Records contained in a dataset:
- - -
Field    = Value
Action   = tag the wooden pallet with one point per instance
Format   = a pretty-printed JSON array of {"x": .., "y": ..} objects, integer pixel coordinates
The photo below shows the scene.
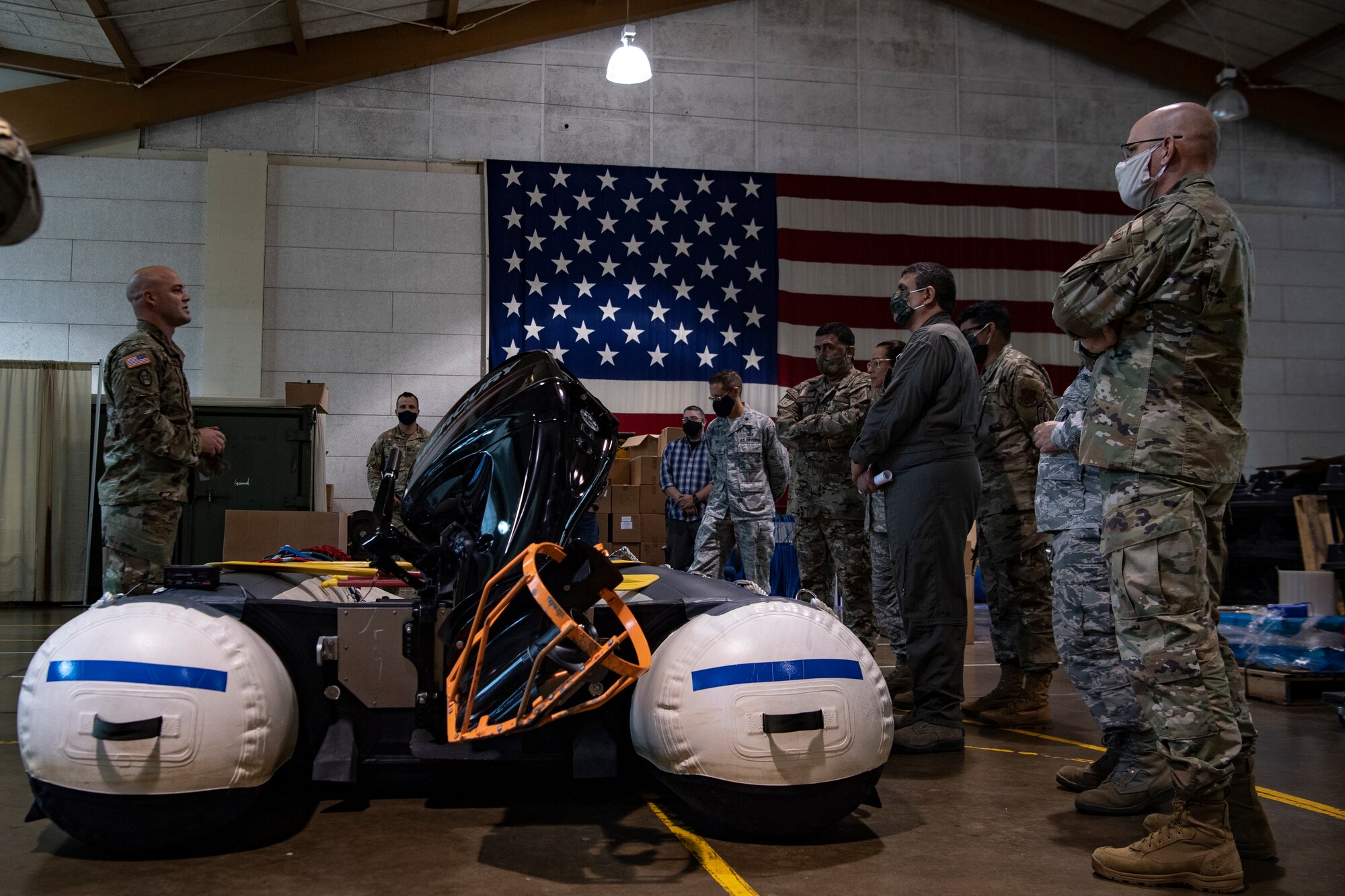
[{"x": 1292, "y": 689}]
- - -
Leave out the pictures and copy every record above exactly.

Field    = Value
Action   = tag the wooden pallet with one point per instance
Format   = a pretty-printed JSON array of {"x": .., "y": ..} objects, integer pixel coordinates
The photo below shows the scene.
[{"x": 1292, "y": 689}]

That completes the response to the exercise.